* _What you need to do_: From the first line to the last, repeat the data below exactly.

(Data entries)
---------------

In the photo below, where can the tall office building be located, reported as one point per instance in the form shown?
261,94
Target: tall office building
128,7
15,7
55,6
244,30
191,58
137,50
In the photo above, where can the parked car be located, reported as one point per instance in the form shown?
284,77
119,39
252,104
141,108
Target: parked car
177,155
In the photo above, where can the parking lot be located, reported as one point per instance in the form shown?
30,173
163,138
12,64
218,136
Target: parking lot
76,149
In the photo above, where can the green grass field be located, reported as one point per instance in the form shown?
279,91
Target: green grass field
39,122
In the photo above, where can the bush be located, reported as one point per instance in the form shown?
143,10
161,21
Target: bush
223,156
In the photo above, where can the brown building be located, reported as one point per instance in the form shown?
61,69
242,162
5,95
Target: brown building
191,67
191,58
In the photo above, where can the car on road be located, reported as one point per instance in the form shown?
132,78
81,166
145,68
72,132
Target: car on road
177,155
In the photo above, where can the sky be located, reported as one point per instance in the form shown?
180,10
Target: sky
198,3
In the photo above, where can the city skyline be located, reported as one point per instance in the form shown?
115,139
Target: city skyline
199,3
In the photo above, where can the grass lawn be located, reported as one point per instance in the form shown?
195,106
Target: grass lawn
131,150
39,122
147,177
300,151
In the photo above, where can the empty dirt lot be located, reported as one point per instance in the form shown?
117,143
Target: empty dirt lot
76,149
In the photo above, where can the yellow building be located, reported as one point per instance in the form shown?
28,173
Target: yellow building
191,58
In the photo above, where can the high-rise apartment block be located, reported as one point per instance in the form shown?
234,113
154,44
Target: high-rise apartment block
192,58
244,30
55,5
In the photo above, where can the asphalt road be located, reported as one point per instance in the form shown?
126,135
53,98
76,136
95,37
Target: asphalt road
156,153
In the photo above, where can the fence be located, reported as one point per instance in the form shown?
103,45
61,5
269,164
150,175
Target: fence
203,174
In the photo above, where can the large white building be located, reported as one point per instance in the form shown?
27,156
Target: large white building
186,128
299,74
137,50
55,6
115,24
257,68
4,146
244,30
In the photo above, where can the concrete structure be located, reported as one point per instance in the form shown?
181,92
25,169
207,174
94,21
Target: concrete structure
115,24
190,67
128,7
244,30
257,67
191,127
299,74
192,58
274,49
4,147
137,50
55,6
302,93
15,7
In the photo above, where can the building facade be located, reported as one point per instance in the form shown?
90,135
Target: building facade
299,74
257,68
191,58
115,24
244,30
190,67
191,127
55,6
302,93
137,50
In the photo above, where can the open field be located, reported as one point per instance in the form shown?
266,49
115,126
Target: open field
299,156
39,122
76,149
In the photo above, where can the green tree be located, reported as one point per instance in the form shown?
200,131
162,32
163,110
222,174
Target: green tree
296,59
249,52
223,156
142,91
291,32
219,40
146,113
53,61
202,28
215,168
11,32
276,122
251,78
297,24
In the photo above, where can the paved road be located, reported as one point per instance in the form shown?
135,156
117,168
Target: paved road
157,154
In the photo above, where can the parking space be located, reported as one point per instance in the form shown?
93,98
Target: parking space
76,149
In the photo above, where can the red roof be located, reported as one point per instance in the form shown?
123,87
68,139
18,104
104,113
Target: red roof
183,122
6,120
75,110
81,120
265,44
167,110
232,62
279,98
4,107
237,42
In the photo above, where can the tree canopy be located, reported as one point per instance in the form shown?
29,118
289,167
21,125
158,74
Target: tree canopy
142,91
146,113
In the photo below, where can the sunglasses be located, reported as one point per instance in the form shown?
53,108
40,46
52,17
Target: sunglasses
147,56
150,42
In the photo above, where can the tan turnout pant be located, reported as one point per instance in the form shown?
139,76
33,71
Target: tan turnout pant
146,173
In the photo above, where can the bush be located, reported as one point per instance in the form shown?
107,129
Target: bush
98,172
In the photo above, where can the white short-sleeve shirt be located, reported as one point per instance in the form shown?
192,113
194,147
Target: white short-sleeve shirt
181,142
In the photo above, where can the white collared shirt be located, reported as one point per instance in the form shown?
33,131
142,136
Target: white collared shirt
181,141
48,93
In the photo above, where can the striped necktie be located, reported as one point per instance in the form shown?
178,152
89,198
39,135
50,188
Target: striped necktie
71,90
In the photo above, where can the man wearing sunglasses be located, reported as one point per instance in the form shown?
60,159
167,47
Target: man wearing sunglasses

---------------

* _Written answer_:
In the photo below, where can the tall office building be located, reported as one point per instance in the form shown?
261,94
Target: tall office building
128,7
15,7
55,6
244,30
191,58
137,50
In the photo above, where can the parked car be located, reported as one point per instance in the form shown?
284,77
119,39
252,104
141,108
Target: parked car
177,155
In the photo above, where can the parking lot be located, reported as one point per instance in the form shown?
30,173
163,138
12,64
218,136
Target: parking lot
76,149
In the photo above, where can the green grass field be located, reported as one point per instance in the form shown?
279,91
Target: green grass field
39,122
In the photo above, where can the bush be located, reported as one point per instance in the form shown?
143,10
161,21
Target: bush
223,156
In the photo above, where can the brown building be located, reported as one point per instance in the form shown?
61,69
242,162
5,95
Target: brown building
191,67
191,58
In the photo above, where can the car on road be located, reported as one point per instance in the form shown?
132,78
81,166
145,68
72,132
Target: car on road
177,155
In the photo above, where can the sky be located, reported as one point per instance in the form shown?
180,10
Target: sky
198,3
In the photo above, where can the city skyline be located, reported as one point per instance in the form shown?
115,139
Target: city skyline
199,3
In the photo above, where can the grass lawn be located, reported as one point per instance in the form shown?
195,106
Target: grass lawn
131,150
39,122
147,177
300,151
In the photo above, where can the empty dirt lot be located, reported as one point per instance in the form shown?
117,143
Target: empty dirt lot
76,149
In the photo above, where can the yellow building be located, reported as one point per instance in the form shown?
28,173
Target: yellow building
191,58
In the photo above, where can the high-rise apartment block be located, reported as one point per instance in the form shown?
234,113
154,44
Target: high-rise apartment block
192,58
244,30
55,5
In the photo above, where can the asphalt road be located, reported as one point per instance in the form shown?
126,135
53,98
76,136
95,37
Target: asphalt road
156,153
In the photo above, where can the fence be located, reported as one point per instance in the form shown?
103,45
61,5
269,164
150,175
Target: fence
203,174
In the photo above, where can the large white building be located, reported as one point per instance in the form shown?
27,156
Target: large white building
186,128
299,74
137,50
55,6
115,24
257,68
4,146
244,30
In the photo above, where can the concrete structure be located, reported as one point per instance in the form shown?
181,92
25,169
207,174
94,21
Target: concrete structure
115,24
190,67
128,7
244,30
257,67
191,127
299,74
192,58
274,49
4,147
137,50
55,6
302,93
15,7
In the photo above, where can the building facade be located, reported as one point per instance in the form shown?
90,135
Target: building facade
299,74
257,68
191,58
115,24
244,30
190,67
191,127
55,6
302,93
137,50
In the photo above, where can the open field be located, reported as one point per instance in the form shown?
266,49
115,126
Target: open field
299,156
39,122
76,149
In the photo above, where can the green tree be located, reported as one point per instance in the form shown?
200,131
162,32
163,110
222,174
Target: green tree
296,59
249,52
223,156
142,91
291,32
219,40
146,113
53,61
202,28
215,168
11,32
276,122
251,78
297,24
In the photo above, where can the paved road be located, reported as one point per instance in the form shown?
135,156
117,168
Target: paved road
157,154
In the photo above, where can the parking space be located, reported as one point per instance in the form shown?
93,98
Target: parking space
76,149
In the photo above, where can the red roof be located, reported as one point per instance in the form shown?
123,87
68,139
18,104
104,113
Target: red roof
183,122
6,120
75,110
81,120
265,44
167,110
232,62
279,98
4,107
237,42
In the photo above, where can the tree canopy be located, reported as one point per instance in the form shown?
29,118
289,167
21,125
158,74
Target: tree canopy
142,91
146,113
In the photo below, where can the sunglasses be located, reported as one point per instance in the form shown?
53,108
40,46
52,17
Target: sunglasses
147,56
150,42
In the photo above, where can the tan turnout pant be located, reported as one point per instance in the form shown?
139,76
33,71
Target: tan turnout pant
146,173
In the photo above, where can the bush be located, reported as one point per instance in the form shown?
107,129
Target: bush
98,172
In the photo above, where can the white short-sleeve shirt be located, reported as one point per instance in the form shown?
192,113
194,147
Target: white short-sleeve shirt
181,142
In the photo above, where can the white collared shirt be located, reported as one point per instance in the form shown?
33,131
142,136
Target: white collared shirt
181,141
48,93
In the photo above, where can the striped necktie be located, reported as one point per instance in the form shown?
178,152
89,198
39,135
50,188
Target: striped necktie
71,90
In the photo above, where can the man wearing sunglasses be located, reported as one point per instance in the form shown?
60,159
167,47
Target: man wearing sunglasses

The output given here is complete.